──────── SUPPLIED PASSAGE ────────

After that exchange, Martuscello drove to the union’s headquarters, confronted Summers and tried to convince him to sign the agreement. Martuscello left without success.
The union pledged that day it would take legal action to prevent the cancellation of workers’ health insurance and to block Martuscello from negotiating directly with its members. It also planned to challenge orders that required correction officers to return to work despite being on approved leave.
The strike has crippled operations at many state prisons and required more than 6,500 New York National Guard troops to be deployed to assist with security. Many of the striking officers had lost faith in their union, whose leaders had last month — prior to the start of the wildcat labor action — blocked delegates from having a strike vote at an executive board meeting.
The agreement includes limits on mandatory overtime and an assurance that officers who have been on strike will be able to return to their jobs without facing discipline.
One of the top concerns of the prison officers has been their perceived inability to adequately discipline inmates who engage in violence, including assaults on staff or other prisoners. They had been seeking a return of a “keep-lock” provision that would not segregate inmates in special housing units but would enable them to be kept in their cells or “cubes” (dormitory living areas) as a form of discipline.
Instead, a committee will review the solitary confinement law and other safety measures. Its members will include representatives of the correction officers union, Council 82, the Public Employees Federation, the Civil Service Employees Association and the Department of Corrections and Community Supervision. An initial proposal to include representatives from the Legislature — one Democrat and one Republican each from the Assembly and Senate — was deleted from the final agreement.
A spokesman for HALT Solidarity Campaign, an advocacy group that pushes for changes in the correctional system on behalf of prisoners, said that in the wake of two recent incidents in which inmates died after being beaten by correction officers, “It’s unconscionable that DOCCS would even consider renegotiating its contract with NYSCOPBA to give them greater power to torture people in their custody, as well as pay increases and amnesty for a work stoppage that has killed people.”

──────── EXERCISE DATA ────────

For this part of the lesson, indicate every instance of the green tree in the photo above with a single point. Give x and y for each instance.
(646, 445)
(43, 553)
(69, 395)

────────

Please carry on the news report on the New York prison officers' strike, starting after its last sentence.

_TASK RESULT_.
Many state prisons are operating with roughly 20 to 25% of their normal level of staff, with officers working at least 12-hour shifts every day of the week. The agreement would keep those 12-hour shifts in place until normal operations resume and then return to eight-hour shifts with regular days off when facilities are operating with adequate staffing levels.
Seven inmates have died during the strike, including a 22-year-old man serving a five-year sentence for weapons possession who died after he was subjected to physical force by members of a Correctional Emergency Response team at Mid-State Correctional Facility in Oneida County on Saturday. His death is being treated as a homicide and is under investigation by State Police.
The death of Messiah Nantwi prompted the second homicide investigation in less than four months in which correction officers are under scrutiny for their use of physical force involving the death of an inmate. On Dec. 9, 43-year-old Robert L. Brooks was beaten to death by correction officers at Marcy Correctional Facility, which is next door to Mid-State in Oneida County.
Thirteen correction officers are facing criminal charges in Brooks’ death, including six who have been charged with murder, three charged with manslaughter and one charged with tampering with evidence. Another three officers have agreed to plead guilty to reduced charges and cooperate in that investigation, according to Onondaga County District Attorney William J. Fitzpatrick, whose office is handling the homicide case as a special prosecutor.